* [Description of the task]
The lines of the records that include "algae" should all be copied.

Point localization data:
■ ■ ■ ■ ■ ■ ■
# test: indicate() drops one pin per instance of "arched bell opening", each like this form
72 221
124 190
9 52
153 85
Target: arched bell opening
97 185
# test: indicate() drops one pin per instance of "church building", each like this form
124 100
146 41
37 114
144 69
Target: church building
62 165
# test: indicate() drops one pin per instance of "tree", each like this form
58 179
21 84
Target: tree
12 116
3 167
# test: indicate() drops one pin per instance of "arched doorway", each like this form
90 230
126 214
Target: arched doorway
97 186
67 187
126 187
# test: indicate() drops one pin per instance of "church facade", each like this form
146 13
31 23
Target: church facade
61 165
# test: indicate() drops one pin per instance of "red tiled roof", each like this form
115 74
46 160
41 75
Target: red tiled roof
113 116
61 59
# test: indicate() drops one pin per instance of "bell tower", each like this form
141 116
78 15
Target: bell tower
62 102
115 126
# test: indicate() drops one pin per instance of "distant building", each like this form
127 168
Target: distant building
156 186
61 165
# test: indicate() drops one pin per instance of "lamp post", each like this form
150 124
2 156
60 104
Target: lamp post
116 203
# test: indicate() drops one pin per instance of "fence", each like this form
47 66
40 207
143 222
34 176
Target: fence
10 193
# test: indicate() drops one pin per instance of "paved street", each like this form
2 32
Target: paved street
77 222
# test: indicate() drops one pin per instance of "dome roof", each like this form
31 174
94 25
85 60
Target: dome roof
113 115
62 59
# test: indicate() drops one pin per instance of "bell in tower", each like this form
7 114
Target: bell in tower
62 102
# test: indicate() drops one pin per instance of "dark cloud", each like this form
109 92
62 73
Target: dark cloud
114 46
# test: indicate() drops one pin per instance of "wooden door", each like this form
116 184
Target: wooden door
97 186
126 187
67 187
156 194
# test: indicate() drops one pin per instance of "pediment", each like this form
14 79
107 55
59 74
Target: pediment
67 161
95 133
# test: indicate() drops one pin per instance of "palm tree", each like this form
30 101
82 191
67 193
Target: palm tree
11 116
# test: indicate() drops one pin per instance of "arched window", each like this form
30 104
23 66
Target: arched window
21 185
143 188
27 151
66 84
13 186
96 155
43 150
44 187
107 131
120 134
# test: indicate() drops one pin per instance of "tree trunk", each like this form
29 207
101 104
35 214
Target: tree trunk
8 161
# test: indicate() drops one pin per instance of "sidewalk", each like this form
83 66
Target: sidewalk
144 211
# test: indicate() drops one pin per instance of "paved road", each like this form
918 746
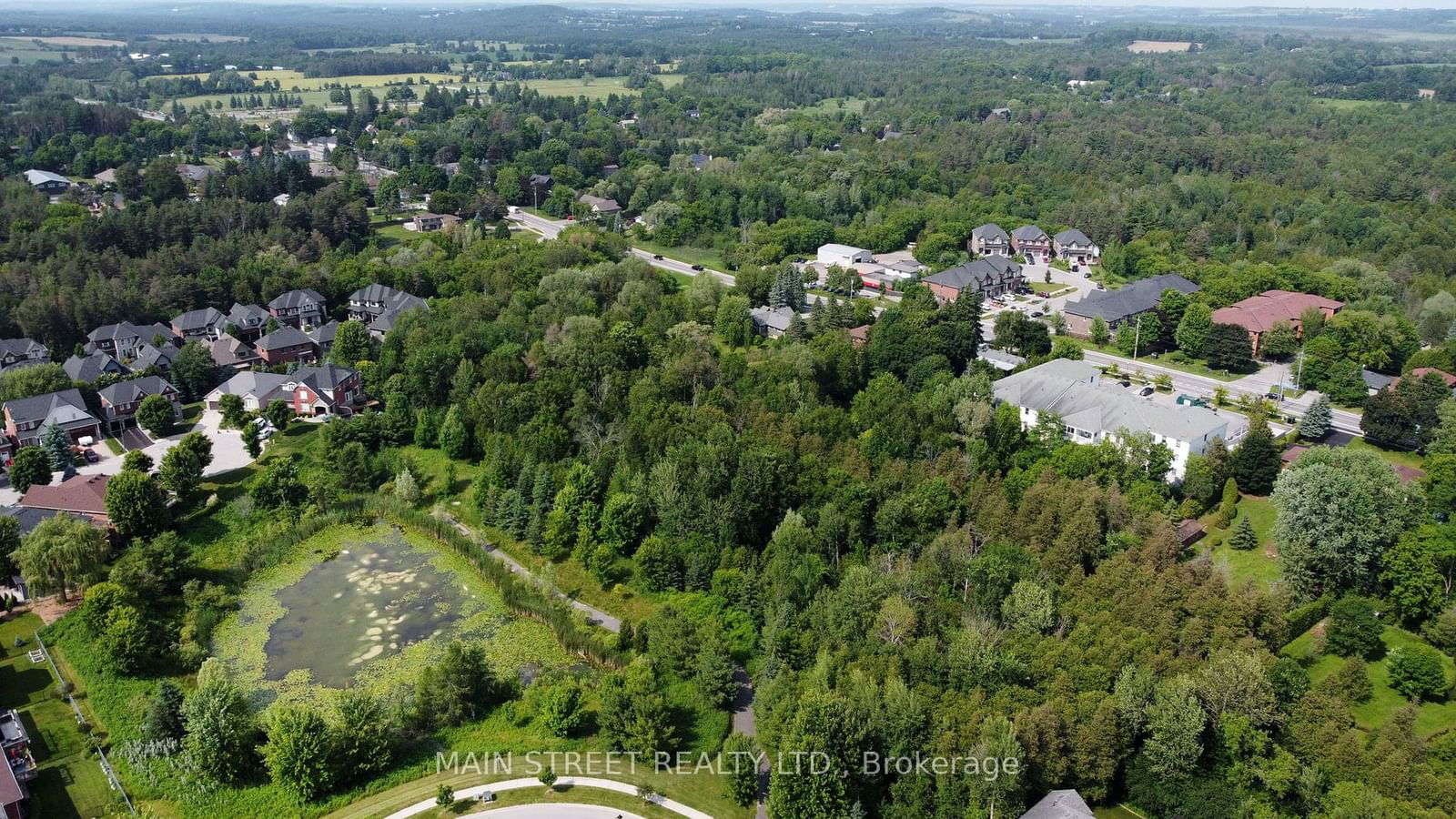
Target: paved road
594 615
561 783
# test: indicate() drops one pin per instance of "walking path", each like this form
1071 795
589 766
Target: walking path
553 809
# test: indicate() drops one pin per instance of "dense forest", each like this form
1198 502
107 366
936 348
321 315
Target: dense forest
895 561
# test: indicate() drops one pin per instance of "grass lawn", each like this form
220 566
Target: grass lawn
688 256
70 783
1256 564
1193 368
1397 457
1431 719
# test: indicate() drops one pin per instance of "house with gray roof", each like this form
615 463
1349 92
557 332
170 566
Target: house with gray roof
21 351
86 369
989 241
25 419
989 276
1116 307
1060 804
1092 411
121 399
1075 247
772 321
248 321
157 358
206 322
229 351
379 308
298 308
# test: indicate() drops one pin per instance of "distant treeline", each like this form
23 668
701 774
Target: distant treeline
371 63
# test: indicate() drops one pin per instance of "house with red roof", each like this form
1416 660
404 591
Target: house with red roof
1263 312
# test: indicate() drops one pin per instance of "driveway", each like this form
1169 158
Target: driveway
133 438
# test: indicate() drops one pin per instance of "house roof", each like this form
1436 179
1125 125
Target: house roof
149 356
990 230
91 368
1059 804
80 493
1072 237
135 389
296 299
197 319
41 177
774 318
1259 314
1128 300
976 274
286 336
229 351
62 407
21 347
1074 390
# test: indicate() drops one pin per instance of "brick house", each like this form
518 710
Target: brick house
1031 242
298 308
286 344
121 399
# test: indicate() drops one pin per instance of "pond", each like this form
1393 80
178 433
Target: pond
375 599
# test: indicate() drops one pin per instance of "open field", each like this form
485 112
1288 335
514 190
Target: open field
73 41
1158 47
70 783
1385 702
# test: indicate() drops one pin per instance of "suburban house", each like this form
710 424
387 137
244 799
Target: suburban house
84 496
91 368
47 182
124 339
601 206
327 389
989 241
772 321
989 276
25 419
1060 804
1092 411
121 399
1031 242
1075 247
1116 307
149 358
379 307
21 351
844 256
229 351
286 344
320 147
430 222
248 321
206 322
322 337
1259 314
298 308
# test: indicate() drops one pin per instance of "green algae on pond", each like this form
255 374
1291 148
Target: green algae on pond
■ ■ ■ ■ ■ ■ ■
* [Solution to this task]
# test: indicate() drops one pin per instance of "green algae on pond", each like this form
Target: green algae on pond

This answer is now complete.